- _Information supplied_
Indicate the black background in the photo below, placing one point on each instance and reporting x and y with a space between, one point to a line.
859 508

--

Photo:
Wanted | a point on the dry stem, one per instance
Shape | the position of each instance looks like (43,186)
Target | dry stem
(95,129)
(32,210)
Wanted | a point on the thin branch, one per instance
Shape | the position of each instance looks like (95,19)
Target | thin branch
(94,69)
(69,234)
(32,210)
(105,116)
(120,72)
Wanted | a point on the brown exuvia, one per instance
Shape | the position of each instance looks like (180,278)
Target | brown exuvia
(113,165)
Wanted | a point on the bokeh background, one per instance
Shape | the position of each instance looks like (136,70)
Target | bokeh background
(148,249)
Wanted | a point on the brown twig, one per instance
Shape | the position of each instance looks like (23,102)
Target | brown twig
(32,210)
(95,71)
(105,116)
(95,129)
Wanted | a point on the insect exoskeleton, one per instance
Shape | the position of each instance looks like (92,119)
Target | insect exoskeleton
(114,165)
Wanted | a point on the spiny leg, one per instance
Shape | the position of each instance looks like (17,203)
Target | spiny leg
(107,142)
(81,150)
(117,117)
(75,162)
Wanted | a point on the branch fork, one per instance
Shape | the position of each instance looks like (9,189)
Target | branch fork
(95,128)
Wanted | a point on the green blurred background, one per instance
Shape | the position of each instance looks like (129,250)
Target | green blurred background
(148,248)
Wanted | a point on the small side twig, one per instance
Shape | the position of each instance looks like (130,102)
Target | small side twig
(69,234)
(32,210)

---

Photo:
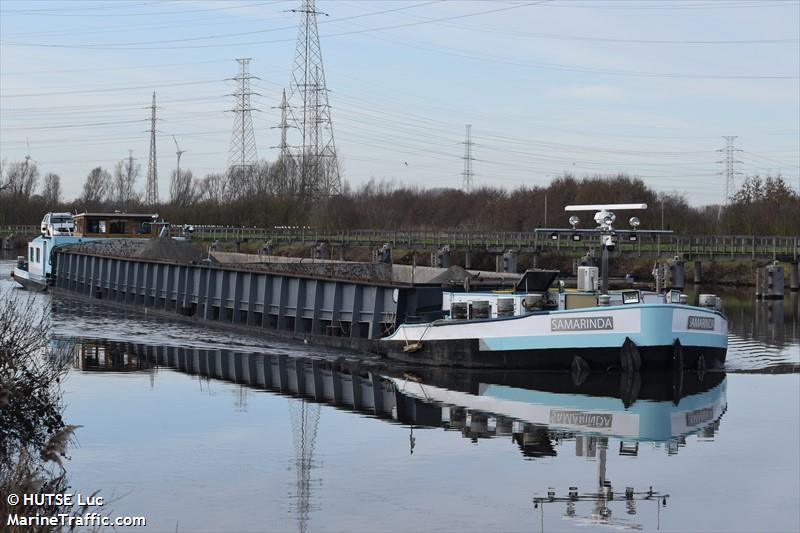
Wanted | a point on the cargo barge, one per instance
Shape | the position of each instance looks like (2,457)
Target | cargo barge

- _Do this_
Identify every line in the listing that contains the string "exoskeleton", copying each of those lines in full. Matching is case-sensitive.

- _Full response_
Wanted | a point on the insect exoskeleton, one per instance
Target | insect exoskeleton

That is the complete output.